## Activity
Once you find the line that contains "Each instance receives one keypoint. Mark the historic" in the entries below, give it again along with every following line, unchanged, through the final one.

======== Exercise materials

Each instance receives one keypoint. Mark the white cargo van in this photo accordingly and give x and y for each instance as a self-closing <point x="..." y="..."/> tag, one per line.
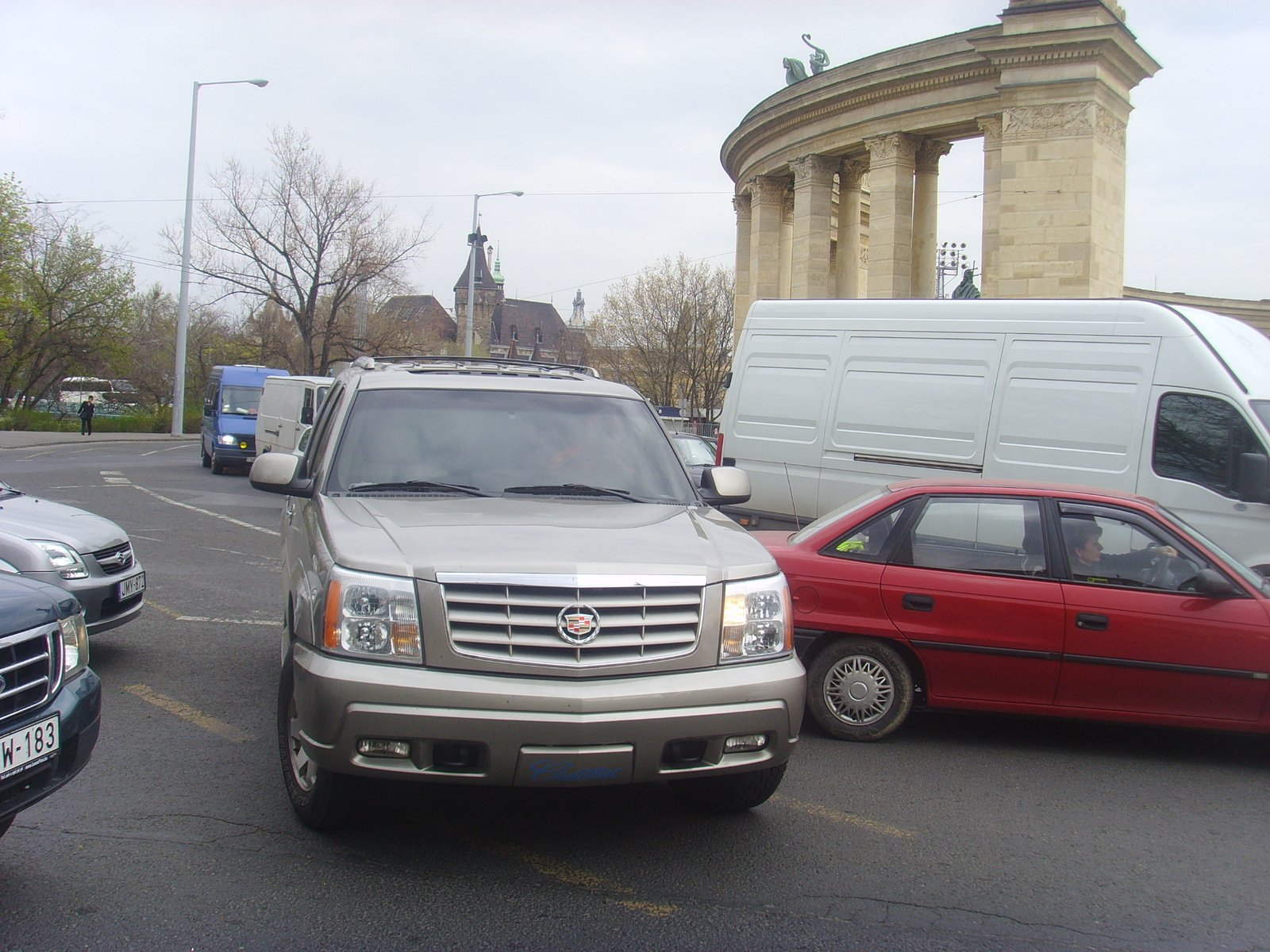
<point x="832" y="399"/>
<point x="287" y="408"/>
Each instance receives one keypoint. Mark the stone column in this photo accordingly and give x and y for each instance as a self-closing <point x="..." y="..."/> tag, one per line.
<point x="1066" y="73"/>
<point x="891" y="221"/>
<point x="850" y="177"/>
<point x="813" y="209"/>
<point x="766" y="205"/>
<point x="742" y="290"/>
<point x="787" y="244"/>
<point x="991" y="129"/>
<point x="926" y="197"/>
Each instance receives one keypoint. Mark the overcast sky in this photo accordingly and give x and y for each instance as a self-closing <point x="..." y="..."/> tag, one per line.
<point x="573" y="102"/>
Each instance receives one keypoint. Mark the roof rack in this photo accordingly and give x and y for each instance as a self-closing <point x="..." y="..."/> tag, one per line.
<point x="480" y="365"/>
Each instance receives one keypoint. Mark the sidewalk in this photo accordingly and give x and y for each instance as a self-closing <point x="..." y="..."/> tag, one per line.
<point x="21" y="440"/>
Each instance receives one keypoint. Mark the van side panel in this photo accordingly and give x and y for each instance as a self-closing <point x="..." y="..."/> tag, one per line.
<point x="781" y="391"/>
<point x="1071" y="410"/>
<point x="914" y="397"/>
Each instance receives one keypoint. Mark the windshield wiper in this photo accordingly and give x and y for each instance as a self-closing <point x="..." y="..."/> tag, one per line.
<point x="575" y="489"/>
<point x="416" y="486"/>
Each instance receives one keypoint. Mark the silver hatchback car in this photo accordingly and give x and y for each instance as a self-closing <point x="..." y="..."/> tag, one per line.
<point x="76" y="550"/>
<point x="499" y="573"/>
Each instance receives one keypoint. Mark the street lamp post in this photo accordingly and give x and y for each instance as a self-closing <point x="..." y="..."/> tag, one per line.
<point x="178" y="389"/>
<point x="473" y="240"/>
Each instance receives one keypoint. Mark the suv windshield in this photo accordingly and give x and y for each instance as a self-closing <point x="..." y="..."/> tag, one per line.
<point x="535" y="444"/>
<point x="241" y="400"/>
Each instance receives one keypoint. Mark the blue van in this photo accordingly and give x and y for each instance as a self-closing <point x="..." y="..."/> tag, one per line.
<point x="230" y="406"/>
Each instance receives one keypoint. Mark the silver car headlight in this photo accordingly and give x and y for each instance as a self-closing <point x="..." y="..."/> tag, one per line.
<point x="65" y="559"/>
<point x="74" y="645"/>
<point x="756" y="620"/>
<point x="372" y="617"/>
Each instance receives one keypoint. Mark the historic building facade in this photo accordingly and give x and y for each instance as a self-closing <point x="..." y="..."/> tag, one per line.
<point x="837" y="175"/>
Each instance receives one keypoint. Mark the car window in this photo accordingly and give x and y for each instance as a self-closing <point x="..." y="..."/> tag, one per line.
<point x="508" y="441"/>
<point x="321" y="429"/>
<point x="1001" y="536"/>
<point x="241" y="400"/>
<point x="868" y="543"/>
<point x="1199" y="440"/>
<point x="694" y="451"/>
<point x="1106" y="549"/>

================

## Solution
Each instance receives one keypoint. Mark the historic building facade in this photo accordingly and give x and y for each instance as a self-closing <point x="..." y="..."/> tag, one per line.
<point x="837" y="175"/>
Each instance receives one keypoint. Mark the car window in this photo accordingly and give x and y for each instance as a self-closing <point x="..." y="..."/> tag, one per line.
<point x="508" y="441"/>
<point x="321" y="429"/>
<point x="1001" y="536"/>
<point x="241" y="400"/>
<point x="868" y="543"/>
<point x="1199" y="440"/>
<point x="694" y="451"/>
<point x="1106" y="549"/>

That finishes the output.